### Extrait du texte
************

Nicolas Perruche est né en janvier 1983, atteint de multiples et graves troubles physiques et mentaux consécutifs à une rubéole contractée pendant la vie intra-utérine. Sa mère, alertée, prête à avorter en cas de contamination, avait été faussement rassurée sur son immunisation préalable. Les fautes du laboratoire d'analyse et du médecin ne sont plus aujourd'hui contestées. L'originalité de l'affaire au plan juridique tient au fait que les parents ont demandé - et obtenu - non seulement une indemnisation de leurs propres dommages, mais aussi celle des dommages de leur fils lui-même. C'est ce point précis qui a fait l'objet de décisions divergentes des juridictions successivement appelées à se prononcer et d'une première cassation par la chambre sociale en mars 1996, puis du second arrêt, définitif, de novembre 2000.

Le respect effectif de la personne

Quoique peu argumentée, la décision de l'assemblée plénière de la Cour de cassation n'a rien de fortuit ni d'improvisé. Les débats en son sein ont été explicites, comme en témoignent les arguments échangés entre le conseiller-rapporteur, Pierre Sargos, qui se prononce pour l'indemnisation de l'enfant, et l'avocat général, Jerry Sainte-Rose, qui plaide vigoureusement contre. Leurs propos préfigurent largement ceux que se renverront par la suite les pro et les anti-arrêt Perruche (1). De plus, cette décision était déjà en germe dans deux arrêts précédents de la cour (des 16 juillet 1991 et 26 mars 1996). Devant le tumulte occasionné par sa décision, la Haute Juridiction s'en est expliquée dans son rapport 2000, publié en avril 2001. « Il lui est apparu que le respect effectif, et pas seulement théorique, de la personne passait par la reconnaissance de l'enfant handicapé en tant que sujet de droit autonome et que devait être reconnu son droit propre à bénéficier d'une réparation du préjudice résultant de son handicap - et exclusivement de celui-ci - de façon à lui permettre de vivre dans des conditions conformes à la dignité humaine. » La Cour de cassation a ensuite précisé et confirmé sa jurisprudence lors d'arrêts rendus les 13 juillet et 28 novembre 2001. Une seule affaire, celle d'un enfant trisomique, Lionel, a donné lieu à indemnisation. Encore une fois dans un cas très clair de faute médicale avérée empêchant un diagnostic pendant la grossesse. Ce cadre étroit n'a pu retenir les commentaires. Une logique de soupçon s'est emballée de part et d'autre. Des prévisions d'apocalypse ont englobé dans un même maelström les fœtus à peine conçus et les handicapés bien vivants, parfois rameutés pour des causes bien lointaines.

************

(Données de pointage de régions)
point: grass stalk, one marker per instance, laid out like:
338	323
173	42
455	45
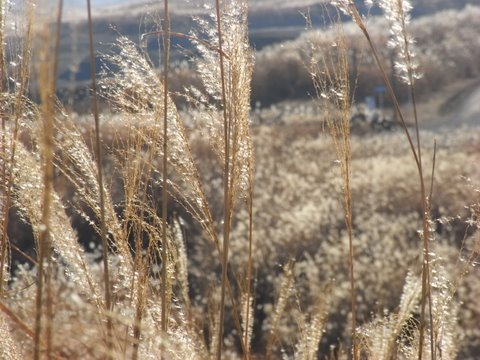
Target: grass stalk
3	84
47	79
248	278
166	55
226	183
416	152
333	78
99	159
17	113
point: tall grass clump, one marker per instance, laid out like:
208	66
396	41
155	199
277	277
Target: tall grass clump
330	74
142	220
397	13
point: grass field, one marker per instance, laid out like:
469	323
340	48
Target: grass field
142	229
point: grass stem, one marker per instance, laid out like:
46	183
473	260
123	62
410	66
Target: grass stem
99	162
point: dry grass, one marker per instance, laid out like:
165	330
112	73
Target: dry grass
302	251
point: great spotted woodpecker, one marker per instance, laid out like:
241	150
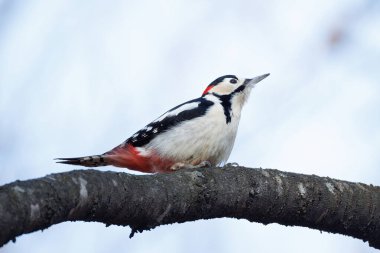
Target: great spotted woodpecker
197	133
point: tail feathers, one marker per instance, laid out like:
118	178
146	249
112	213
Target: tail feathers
88	161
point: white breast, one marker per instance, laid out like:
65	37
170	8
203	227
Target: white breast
207	138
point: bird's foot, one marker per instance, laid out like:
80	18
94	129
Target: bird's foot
231	165
180	165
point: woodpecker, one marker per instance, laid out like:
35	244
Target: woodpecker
198	133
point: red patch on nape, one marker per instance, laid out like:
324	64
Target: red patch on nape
207	89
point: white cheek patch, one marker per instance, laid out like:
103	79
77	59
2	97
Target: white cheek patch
223	89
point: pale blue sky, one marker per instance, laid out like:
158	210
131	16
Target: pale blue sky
79	77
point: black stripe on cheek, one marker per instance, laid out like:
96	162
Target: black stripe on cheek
227	106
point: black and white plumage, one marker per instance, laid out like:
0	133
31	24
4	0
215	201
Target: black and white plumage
198	132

************

### Consigne
Rédigez la suite du texte sur l'affaire Perruche, en reprenant après sa dernière phrase.

### Résultat attendu
Incontestablement, ces affaires ont suscité beaucoup d'échos dans le milieu des handicapés et de leurs familles. Emotion sincère, sans aucun doute, mais fortement activée par quelques associations habiles à se faire entendre des médias et qui ont donné le ton. Ainsi, la plupart des témoins rencontrés par les journalistes se sont senti « personnellement atteints dans leur dignité ». Jean-Christople Parisot, président du collectif des démocrates handicapés, a parlé d' « émotion éthique », face à une possible « chasse aux handicapés ». Xavier Mirabel, président du Collectif contre l'handiphobie, constitué d'ailleurs en réaction à l'arrêt Perruche, considère que celui-ci consacre un « principe de discrimination », sous-entend « qu'il est préférable de mourir plutôt que de vivre handicapé » et « érige l'avortement en devoir », ce qui « est parfaitement intolérable à ceux qui consacrent une partie de leur vie à accompagner leurs enfants souffrant d'un handicap ». Quoique d'un ton plus modéré, le « Manifeste des 17 » (publié par L'Express le 3 janvier 2002) signé par des personnalités diverses, dont Régis Devoldère et Patrick Gohet, président et directeur général de l'Unapei, voit aussi dans la décision de la Cour de cassation « une injonction (induite) à avorter » qui « invite collectivement à emprunter la voie d'un eugénisme sans garde-fou ». A contrario, la voix d'une fédération comme celle des APAJH, qui a tenu à « exprimer son refus de toutes extrapolations de cette jurisprudence », n'a guère été citée ni entendue.

Pour le Dr Michel Delcey, conseiller médical de l'Association des paralysés de France et membre de son comité d'éthique, beaucoup de parents qui, pas plus que ceux de Nicolas Perruche n'ont « choisi » d'avoir un enfant handicapé, « vivent avec une culpabilité, non fondée mais puissante, la naissance de cet enfant différent ». L'arrêt « résonne en eux comme le glas du combat qu'ils ont mené pour accepter leur enfant, [...] construire une relation avec lui [...], aménager le quotidien, veiller à son avenir ».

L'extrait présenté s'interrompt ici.